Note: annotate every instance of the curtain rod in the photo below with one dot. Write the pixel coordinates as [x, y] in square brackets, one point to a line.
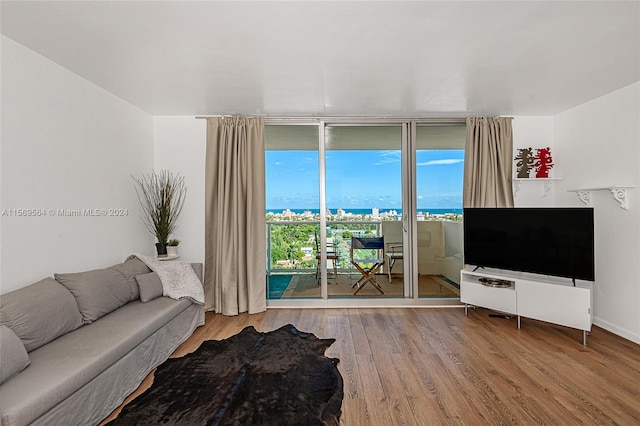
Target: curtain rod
[351, 119]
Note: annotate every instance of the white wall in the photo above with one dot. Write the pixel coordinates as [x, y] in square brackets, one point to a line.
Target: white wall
[598, 144]
[180, 146]
[533, 132]
[66, 144]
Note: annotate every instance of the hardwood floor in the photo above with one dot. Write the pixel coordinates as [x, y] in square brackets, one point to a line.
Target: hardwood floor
[436, 366]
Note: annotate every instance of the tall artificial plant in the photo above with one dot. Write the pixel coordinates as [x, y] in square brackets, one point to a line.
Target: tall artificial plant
[161, 196]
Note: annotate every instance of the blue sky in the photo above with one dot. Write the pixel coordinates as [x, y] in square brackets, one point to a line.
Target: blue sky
[362, 179]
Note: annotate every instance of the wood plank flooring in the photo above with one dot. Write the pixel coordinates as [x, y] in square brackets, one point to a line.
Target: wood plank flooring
[438, 367]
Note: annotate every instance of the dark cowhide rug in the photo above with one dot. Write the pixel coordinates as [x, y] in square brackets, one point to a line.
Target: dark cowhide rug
[276, 378]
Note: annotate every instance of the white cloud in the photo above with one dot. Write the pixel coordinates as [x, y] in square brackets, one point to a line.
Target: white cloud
[388, 157]
[441, 162]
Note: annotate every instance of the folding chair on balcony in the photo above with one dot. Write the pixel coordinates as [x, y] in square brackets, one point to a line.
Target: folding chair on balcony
[332, 255]
[367, 255]
[393, 253]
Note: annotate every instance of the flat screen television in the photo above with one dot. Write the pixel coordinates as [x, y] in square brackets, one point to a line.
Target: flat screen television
[548, 241]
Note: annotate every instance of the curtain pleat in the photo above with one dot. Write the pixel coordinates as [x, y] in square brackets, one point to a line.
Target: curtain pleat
[488, 166]
[235, 242]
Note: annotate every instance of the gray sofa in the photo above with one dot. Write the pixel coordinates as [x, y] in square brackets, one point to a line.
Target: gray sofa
[73, 347]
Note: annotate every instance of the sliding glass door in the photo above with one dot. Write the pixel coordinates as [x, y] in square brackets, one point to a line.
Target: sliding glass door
[293, 207]
[364, 199]
[439, 180]
[328, 182]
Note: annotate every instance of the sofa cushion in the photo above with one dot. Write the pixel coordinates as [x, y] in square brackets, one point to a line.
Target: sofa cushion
[150, 286]
[12, 353]
[39, 313]
[130, 268]
[97, 292]
[64, 366]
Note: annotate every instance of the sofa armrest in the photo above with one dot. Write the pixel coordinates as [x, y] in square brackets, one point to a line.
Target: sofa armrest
[197, 267]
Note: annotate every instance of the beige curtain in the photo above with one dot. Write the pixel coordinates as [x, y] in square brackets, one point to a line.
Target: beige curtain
[488, 163]
[235, 258]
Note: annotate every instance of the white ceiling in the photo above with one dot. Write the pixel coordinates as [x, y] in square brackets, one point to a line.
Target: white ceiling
[319, 58]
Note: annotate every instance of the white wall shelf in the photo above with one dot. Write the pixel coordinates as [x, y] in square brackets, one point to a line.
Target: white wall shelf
[618, 192]
[547, 184]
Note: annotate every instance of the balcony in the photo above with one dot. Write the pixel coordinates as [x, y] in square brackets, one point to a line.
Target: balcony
[291, 261]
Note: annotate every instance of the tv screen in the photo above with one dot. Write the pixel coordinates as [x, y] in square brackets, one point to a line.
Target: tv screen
[547, 241]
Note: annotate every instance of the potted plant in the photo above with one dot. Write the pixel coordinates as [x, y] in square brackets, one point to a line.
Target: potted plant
[161, 196]
[172, 247]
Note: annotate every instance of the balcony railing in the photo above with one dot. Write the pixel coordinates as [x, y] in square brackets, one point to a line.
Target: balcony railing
[291, 245]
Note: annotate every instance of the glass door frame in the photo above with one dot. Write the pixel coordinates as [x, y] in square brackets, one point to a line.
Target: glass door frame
[409, 217]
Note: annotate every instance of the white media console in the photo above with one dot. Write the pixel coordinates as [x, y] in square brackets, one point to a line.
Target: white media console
[544, 298]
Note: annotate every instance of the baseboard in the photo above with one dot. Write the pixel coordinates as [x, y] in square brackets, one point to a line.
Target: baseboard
[629, 335]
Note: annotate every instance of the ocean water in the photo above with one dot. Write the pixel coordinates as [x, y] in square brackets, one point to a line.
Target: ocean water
[368, 211]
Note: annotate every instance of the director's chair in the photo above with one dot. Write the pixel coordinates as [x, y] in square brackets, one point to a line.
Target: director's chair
[369, 260]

########

◆ SET PROBLEM:
Copy the material above word for word, starting with the line that contains "Note: annotate every instance of the potted" and going on through the end of the material.

◆ CORRECT OUTPUT:
Note: annotate every instance of the potted plant in the photo above with one dot. Write the pixel coordinates as [x, y] in square brackets, one point to a line.
Target: potted plant
[161, 196]
[172, 247]
Note: annotate every instance of the balcony railing in the photo above with one dot. Write the pixel coordinates as [x, y] in square brackets, one point to a line.
Target: balcony railing
[291, 245]
Note: annotate every instance of the glass door frame in the photo above with one dot. Write the pixel coordinates as [x, y] in square brackets, one point to a line.
Target: glass door frame
[409, 217]
Note: annotate every instance of the white media console in the photo above with one dot. Write the pixel coordinates as [x, y] in square brackets, one point to a line.
Target: white media console
[544, 298]
Note: annotate every instance of the baseboard in the photo above with one dot. Write the pixel coordinates as [x, y] in square brackets, one point to a line.
Target: baseboard
[629, 335]
Note: annotate every instance of the ocean water in the photo above with one dot. Write the pixel coordinates as [x, y] in square brackets, one point to a line.
Target: ocean water
[368, 211]
Note: annotate every instance of the director's chair in the photo above with one dot. Write the pixel coordinates as [x, y] in square brackets, one point to a line.
Target: director's chair
[369, 260]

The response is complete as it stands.